■ ASSIGNED TASK
Reproduce every record precisely, leaving no line out.

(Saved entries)
══════════
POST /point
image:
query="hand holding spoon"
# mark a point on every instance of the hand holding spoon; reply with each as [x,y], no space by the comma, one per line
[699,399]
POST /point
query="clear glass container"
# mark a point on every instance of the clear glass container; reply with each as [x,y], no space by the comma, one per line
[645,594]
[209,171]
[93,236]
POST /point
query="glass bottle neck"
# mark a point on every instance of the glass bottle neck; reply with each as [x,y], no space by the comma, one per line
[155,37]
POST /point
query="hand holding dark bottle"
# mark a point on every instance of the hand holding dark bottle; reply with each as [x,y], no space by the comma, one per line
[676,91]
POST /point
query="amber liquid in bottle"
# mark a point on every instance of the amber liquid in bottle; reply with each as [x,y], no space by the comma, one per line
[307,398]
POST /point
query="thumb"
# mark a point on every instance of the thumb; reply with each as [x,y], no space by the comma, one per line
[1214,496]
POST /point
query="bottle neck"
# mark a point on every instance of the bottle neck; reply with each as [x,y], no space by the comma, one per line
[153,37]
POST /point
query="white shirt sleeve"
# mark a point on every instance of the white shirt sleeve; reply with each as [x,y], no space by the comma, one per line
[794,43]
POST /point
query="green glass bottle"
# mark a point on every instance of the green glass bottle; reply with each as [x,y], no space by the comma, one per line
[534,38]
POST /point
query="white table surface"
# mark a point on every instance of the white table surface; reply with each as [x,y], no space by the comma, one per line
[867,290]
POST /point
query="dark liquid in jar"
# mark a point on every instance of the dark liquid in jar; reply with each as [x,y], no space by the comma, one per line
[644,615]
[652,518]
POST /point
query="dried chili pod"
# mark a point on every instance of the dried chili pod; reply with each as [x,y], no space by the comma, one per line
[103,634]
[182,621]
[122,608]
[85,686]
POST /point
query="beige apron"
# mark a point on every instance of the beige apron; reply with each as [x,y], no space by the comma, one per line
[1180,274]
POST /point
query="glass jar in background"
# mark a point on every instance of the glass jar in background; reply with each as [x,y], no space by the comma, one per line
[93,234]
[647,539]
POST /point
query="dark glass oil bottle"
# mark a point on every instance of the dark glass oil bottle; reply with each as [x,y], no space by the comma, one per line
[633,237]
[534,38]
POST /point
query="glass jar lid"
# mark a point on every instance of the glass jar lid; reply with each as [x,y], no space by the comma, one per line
══════════
■ ANSWER TO THIS EXERCISE
POST /point
image:
query="hand holding spoon"
# mark a point on every instance of the hand holding spoon; reply with each as [x,y], no space by the comma, one per line
[699,399]
POST /point
query="clear glass container"
# mark a point on every instance of the clear glass container; reply with each as [x,y], no space by the comma, one per line
[645,594]
[209,171]
[93,236]
POST /point
query="glass bottle neck"
# mark a point on every instance of the glass bottle neck; reply with each as [x,y], no space by the comma, one per line
[155,37]
POST /point
query="hand holding dark bottle"
# mark a point on every instance of the hand holding dark bottle; reply with each as [x,y], no space by the comma, one per line
[676,91]
POST /point
query="amber liquid in bottle"
# mark a point on every instance of the amber liquid in bottle; reply with each as [x,y], no space by the comma, one per line
[307,398]
POST /point
query="thumb"
# mark a point on every instance of the thumb; reply with each as [x,y], no space by the comma, one per line
[1214,496]
POST /point
query="bottle neck"
# mark a point on every instance of the bottle neck; reply with each as [x,y], no space by the comma, one per line
[153,37]
POST /point
query="white shirt sleeve"
# mark a point on every instance of the white shirt sleeve; reply with each as [x,y], no space by the comma, one per line
[794,43]
POST /point
query="green glass bottle"
# mark a point on every instance of the green glass bottle; reply with each as [x,y], no space by the comma, one per line
[534,38]
POST /point
query="white table surface"
# mark a point on every instance of the white table surface; reply with each as [x,y], no space by the comma, one per line
[867,290]
POST /point
query="dark liquid in jar"
# mark a point on every instance of the dark liquid in jar; reply with each as [x,y], no space by the comma, one per line
[644,615]
[652,518]
POST /point
query="dried chili pod"
# mark a point on every instance of the dried chili pod; reply with each as [x,y], no space by the comma, one per line
[103,634]
[182,621]
[122,608]
[85,686]
POST /point
query="beige apron"
# mark a point on every instance of the beige apron; reply with each as [x,y], no space by the comma, one per line
[1180,274]
POST /point
query="glass jar in background"
# mark a point on every instance of the glass jar in background; reply with each as [x,y], no space by the comma, one per line
[93,234]
[647,539]
POST /point
query="dark glass oil bottle"
# mark a point on every instance of the dark glass oil bottle; reply with each as [x,y], no space by the comma, one per line
[633,237]
[534,38]
POST /point
query="glass jar lid"
# mark a point on every instance of the glass jar lid; reply with each as [x,y], no space by the comma, one per line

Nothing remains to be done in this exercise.